- TASK DETAILS -
Rewrite the records below, swapping "Put one point on" for "Place a single point on" and leaving everything else unchanged.

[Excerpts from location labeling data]
===

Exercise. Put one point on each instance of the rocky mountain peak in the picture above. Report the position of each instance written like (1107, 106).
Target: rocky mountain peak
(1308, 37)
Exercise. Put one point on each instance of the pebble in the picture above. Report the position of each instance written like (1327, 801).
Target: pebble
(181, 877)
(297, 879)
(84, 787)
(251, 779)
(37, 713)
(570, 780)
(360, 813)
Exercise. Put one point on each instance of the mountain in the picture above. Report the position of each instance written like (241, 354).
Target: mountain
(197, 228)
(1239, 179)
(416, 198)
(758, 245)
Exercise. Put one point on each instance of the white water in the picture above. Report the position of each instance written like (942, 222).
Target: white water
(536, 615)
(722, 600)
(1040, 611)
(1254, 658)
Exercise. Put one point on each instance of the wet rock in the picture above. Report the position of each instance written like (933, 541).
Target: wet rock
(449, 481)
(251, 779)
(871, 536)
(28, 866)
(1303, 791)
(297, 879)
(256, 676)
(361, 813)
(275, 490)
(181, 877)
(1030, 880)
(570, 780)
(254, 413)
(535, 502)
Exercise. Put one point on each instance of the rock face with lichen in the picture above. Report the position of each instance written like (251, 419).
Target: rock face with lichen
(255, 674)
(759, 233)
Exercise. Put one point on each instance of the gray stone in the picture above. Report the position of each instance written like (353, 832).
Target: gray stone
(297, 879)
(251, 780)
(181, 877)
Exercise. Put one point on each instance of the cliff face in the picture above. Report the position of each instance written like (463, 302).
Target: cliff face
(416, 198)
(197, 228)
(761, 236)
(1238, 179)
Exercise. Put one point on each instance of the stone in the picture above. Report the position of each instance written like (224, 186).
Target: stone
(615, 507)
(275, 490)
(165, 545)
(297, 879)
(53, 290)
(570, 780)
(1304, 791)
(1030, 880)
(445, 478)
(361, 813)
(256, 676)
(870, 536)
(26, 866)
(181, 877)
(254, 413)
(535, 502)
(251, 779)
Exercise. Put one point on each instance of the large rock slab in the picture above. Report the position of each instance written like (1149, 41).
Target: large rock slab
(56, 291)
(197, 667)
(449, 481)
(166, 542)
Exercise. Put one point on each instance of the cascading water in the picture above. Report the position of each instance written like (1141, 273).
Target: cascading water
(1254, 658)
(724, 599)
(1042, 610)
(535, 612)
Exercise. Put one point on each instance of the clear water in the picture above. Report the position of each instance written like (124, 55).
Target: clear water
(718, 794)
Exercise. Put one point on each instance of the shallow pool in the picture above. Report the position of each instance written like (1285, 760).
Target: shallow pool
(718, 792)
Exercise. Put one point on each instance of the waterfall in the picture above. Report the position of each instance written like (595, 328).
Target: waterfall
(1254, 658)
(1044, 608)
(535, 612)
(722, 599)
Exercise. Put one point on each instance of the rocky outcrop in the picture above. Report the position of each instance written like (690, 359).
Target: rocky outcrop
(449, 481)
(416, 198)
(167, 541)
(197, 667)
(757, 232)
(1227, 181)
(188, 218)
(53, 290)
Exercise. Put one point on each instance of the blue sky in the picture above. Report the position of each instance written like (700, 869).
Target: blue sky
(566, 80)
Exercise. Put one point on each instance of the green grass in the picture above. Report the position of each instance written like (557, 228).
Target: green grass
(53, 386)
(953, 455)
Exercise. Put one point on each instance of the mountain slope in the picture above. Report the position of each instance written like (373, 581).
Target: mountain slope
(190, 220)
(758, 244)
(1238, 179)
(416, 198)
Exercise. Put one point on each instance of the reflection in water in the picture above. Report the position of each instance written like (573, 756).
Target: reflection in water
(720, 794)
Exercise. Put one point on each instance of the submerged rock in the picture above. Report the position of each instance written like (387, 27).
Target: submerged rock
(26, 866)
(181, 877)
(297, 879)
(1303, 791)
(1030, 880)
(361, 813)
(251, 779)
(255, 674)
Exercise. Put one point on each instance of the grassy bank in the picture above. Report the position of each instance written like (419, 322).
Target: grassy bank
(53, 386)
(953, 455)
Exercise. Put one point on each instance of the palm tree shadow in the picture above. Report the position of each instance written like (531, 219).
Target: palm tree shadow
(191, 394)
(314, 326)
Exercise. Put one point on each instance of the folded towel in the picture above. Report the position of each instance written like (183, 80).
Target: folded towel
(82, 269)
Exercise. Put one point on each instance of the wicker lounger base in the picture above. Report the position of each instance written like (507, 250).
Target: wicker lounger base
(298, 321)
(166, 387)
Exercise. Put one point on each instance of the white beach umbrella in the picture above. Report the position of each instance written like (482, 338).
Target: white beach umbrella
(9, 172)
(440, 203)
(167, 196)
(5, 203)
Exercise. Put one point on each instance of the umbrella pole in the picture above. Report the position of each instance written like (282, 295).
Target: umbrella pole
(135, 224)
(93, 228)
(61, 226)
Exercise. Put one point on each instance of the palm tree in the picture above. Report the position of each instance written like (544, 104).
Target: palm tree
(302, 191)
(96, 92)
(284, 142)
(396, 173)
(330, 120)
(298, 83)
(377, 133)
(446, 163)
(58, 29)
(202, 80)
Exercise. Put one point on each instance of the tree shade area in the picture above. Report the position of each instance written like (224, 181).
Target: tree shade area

===

- FINAL ANSWER -
Exercise. Place a single point on each instance of the rocky mountain peak in the picture above. Report the position of each instance written like (1107, 106).
Target: rocky mountain peak
(1308, 37)
Exercise. Place a single point on each instance of the pebble in the picture above. Report the position of each instance written like (1327, 801).
Target: pebble
(181, 877)
(297, 879)
(84, 787)
(251, 779)
(37, 713)
(570, 780)
(360, 813)
Exercise. Place a single point on each instance of the mountain in the picture above. Report the position of each instance written like (241, 354).
Target: mountain
(197, 228)
(1239, 179)
(416, 198)
(758, 245)
Exercise. Place a single point on each instance of the white water in the picture above. Report the position of each instance written like (942, 222).
Target: white water
(536, 615)
(722, 600)
(1040, 611)
(1254, 658)
Exercise. Place a single point on each instance of the wet rock in the picture above. Report the position of each instance written like (933, 541).
Target: wet rock
(449, 481)
(251, 779)
(871, 536)
(28, 866)
(1303, 791)
(297, 879)
(256, 676)
(361, 813)
(275, 490)
(181, 877)
(1030, 880)
(570, 780)
(254, 413)
(535, 502)
Exercise. Place a single point on each instance of the rock face with lichen in the picture above. Report the position of each instance written like (251, 419).
Target: rock face with lichen
(255, 674)
(759, 233)
Exercise. Place a single point on each instance of the gray stone in the picture above. Report the position of each instance written like (353, 832).
Target: gray stone
(297, 879)
(251, 780)
(181, 877)
Exercise. Place a single point on each instance of the cliff face in the picture above. Report the position of each instance written like (463, 302).
Target: cliff face
(416, 198)
(197, 228)
(761, 236)
(1238, 179)
Exercise. Place a single point on each instance of the stone in the picture above. Report the position of each instance written like (224, 186).
Target: stone
(615, 507)
(275, 490)
(165, 545)
(297, 879)
(53, 290)
(570, 780)
(1304, 791)
(1030, 880)
(445, 478)
(361, 813)
(256, 676)
(870, 536)
(26, 866)
(181, 877)
(254, 413)
(535, 502)
(251, 779)
Exercise. Place a single point on each instance of the large rock slab in the picture above. Report the position of each instance written like (1149, 41).
Target: large rock slab
(56, 291)
(197, 667)
(449, 481)
(166, 542)
Exercise. Place a single point on each instance of the cascading water in the picture above. Report the position of each instance written like (1141, 273).
Target: cascading water
(1254, 658)
(724, 599)
(1042, 610)
(535, 612)
Exercise. Place a single point on each instance of the clear water in the picture above. Report the position of each instance written like (124, 55).
Target: clear water
(718, 794)
Exercise. Place a single point on each instance of the shallow pool in the picture above. Report the position of each instance written like (1285, 760).
Target: shallow pool
(718, 792)
Exercise. Place a single point on each instance of the waterfall in the picture above. Report the position of each instance written like (595, 328).
Target: waterfall
(1254, 658)
(1044, 608)
(535, 612)
(722, 599)
Exercise. Place a single point on each instance of the rocky outcrop in the picture above. Report the position of each instance written like (690, 359).
Target: rocky outcrop
(449, 481)
(416, 198)
(167, 541)
(197, 667)
(757, 232)
(1227, 181)
(188, 218)
(53, 290)
Exercise. Place a single point on each instance of the blue sky in the picture above. Report the position of each instance written like (700, 869).
Target: blue sky
(566, 80)
Exercise. Place a single point on each instance of the green grass in the picture above. Report the position of each instance written like (557, 228).
Target: green grass
(53, 386)
(953, 455)
Exercise. Place a single point on each instance of the mountain slope in the picture above. Report the position of each instance written like (373, 581).
Target: mountain slope
(190, 220)
(758, 244)
(1238, 179)
(416, 198)
Exercise. Place a single point on each instance of the reflection in water in the picture above. Report the position of each instance written like (573, 756).
Target: reflection in water
(720, 794)
Exercise. Place a single point on each instance of the submerged rock in the picture above. Report the position of each instance written like (387, 27).
Target: submerged rock
(26, 866)
(181, 877)
(297, 879)
(1303, 791)
(1030, 880)
(361, 813)
(251, 779)
(255, 674)
Exercise. Place a single point on each instance of the grassy bank in the picture above. Report the position of each instance written like (419, 322).
Target: grassy bank
(53, 386)
(953, 455)
Exercise. Place a single point on each instance of the palm tree shadow in the picture above. Report the position of each instance written like (531, 219).
Target: palm tree shadow
(191, 394)
(314, 326)
Exercise. Place a single point on each instance of the folded towel in the picture above. Report the position of each instance written like (183, 80).
Target: folded towel
(82, 269)
Exercise. Place a single point on each instance of the wicker lounger base in the picture above. Report the position of each instance written like (507, 250).
Target: wicker lounger base
(298, 321)
(166, 387)
Exercise. Place a single point on each instance of the white beach umbrella in the picture above. Report the position of each instance written like (482, 338).
Target: white beach umbrella
(9, 172)
(440, 203)
(167, 196)
(5, 203)
Exercise. Place a single point on each instance of the umbrella pole in the picture above. Report the position of each instance written like (282, 295).
Target: umbrella pole
(135, 224)
(93, 228)
(61, 226)
Exercise. Place a single point on each instance of the palm tree in the picture above. Report the position of each instance written like (544, 104).
Target: palm tree
(302, 191)
(96, 92)
(284, 142)
(396, 173)
(330, 120)
(298, 83)
(377, 133)
(446, 163)
(58, 29)
(202, 80)
Exercise. Place a single point on each instance of the tree shade area in the picture above. Report the position of each instance written like (224, 181).
Target: tree shade area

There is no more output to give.